La afirmación de la verdad moral puede o no ser totalitaria; su negación siempre lo es
El
relativismo ejerce una profunda fascinación en nuestro tiempo, aunque
tiene el pequeño inconveniente de que es falso. Pero no es posible negar
sus aparentes encantos.
El
relativista, el verdadero, no su frecuente falsificación, es un buen
tipo: no es dogmático (si bien tampoco tiene mérito, ya que niega los
dogmas), no se siente en posesión de la verdad (tampoco es algo
meritorio, ya que, para él, la verdad no existe), es tolerante (virtud
de muy menguada jerarquía para él, ya que no la necesita, pues la
tolerancia consiste en el respeto hacia quien consideramos que está en
el error, y todos estamos en él), es demócrata (aunque deje a la
democracia sin fundamento), es, en el buen sentido de la palabra,
liberal (aunque deje al propio liberalismo sin justificación y en
precario), es dialogante (aunque no sepamos muy bien para qué ha de
servir el diálogo si cada quién tiene su propia verdad, eso sí,
relativa). En definitiva, es alguien que exhibe virtudes tan
recomendables como inútiles y poco meritorias. Pues ¿cómo va a imponer a
los demás una verdad en la que no cree?

☆ ☆ ☆ ☆ ☆

> _INSTRUCCIONES DE TRABAJO_:
**A.** Enumera todos los rasgos positivos que el texto sobre el relativismo atribuye al relativista verdadero.
**B.** Responde con datos del texto sobre el relativismo:
(i) ¿Qué inconveniente tiene el relativismo?
(ii) ¿En qué consiste la tolerancia?
(iii) ¿Cómo califica el texto las virtudes que exhibe el relativista?
**C.** Prosigue el texto sobre el relativismo a partir de su última frase.

> _MATERIAL PROPORCIONADO_:
☆ ☆ ☆ ☆ ☆

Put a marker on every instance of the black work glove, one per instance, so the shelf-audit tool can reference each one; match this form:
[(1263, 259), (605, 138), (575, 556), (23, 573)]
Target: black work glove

☆ ☆ ☆ ☆ ☆

> _RESPUESTAS_:
**A.**
- No es dogmático.
- No se siente en posesión de la verdad.
- Es tolerante.
- Es demócrata.
- Es liberal, en el buen sentido de la palabra.
- Es dialogante.

**B.**
(i) Es falso.
(ii) En el respeto hacia quien consideramos que está en el error.
(iii) Como tan recomendables como inútiles y poco meritorias.

**C.**
Su
contrafigura es el absolutista. Alguien tan presuntuoso como para creer
que es posible acercarse a la posesión de la verdad, que distingue
entre el bien y el mal, que defiende, en su caso, la democracia o el
liberalismo por los bienes que reportan o por los males que evitan, que
entiende el diálogo como medio para alcanzar una verdad preexistente, y
que, si es tolerante, renunciará a imponer por la fuerza. Por cierto,
¿por qué el relativista considera que la imposición de ideas por la
fuerza es un mal y la democracia un bien? ¿No estará a un paso de dejar
de ser relativista? ¿O es relativista ma non troppo?
En estas estamos, cuando llega el Papa y habla de la "dictadura del relativismo".
¿Cómo será posible una dictadura de algo tan inofensivo, amable y
liberal? Y sin embargo… ¿No será posible también la dictadura de la
mayoría? Mill, Tocqueville y otros advirtieron de esa posibilidad. ¿Tiene razón siempre la mayoría? La verdad no depende del voto. Hume, nada menos que Hume, no precisamente un católico, escribió lo siguiente: «Aun
cuando todo el género humano concluyera de forma definitiva que el Sol
se mueve y que la Tierra está en reposo, no por esos razonamientos el
Sol se movería un ápice de su lugar, y esas conclusiones seguirían
siendo falsas y erróneas para siempre». Y Condorcet, tampoco un ferviente católico: «La única fuente de la felicidad pública es conocer la verdad y conformar con ella el orden de la sociedad».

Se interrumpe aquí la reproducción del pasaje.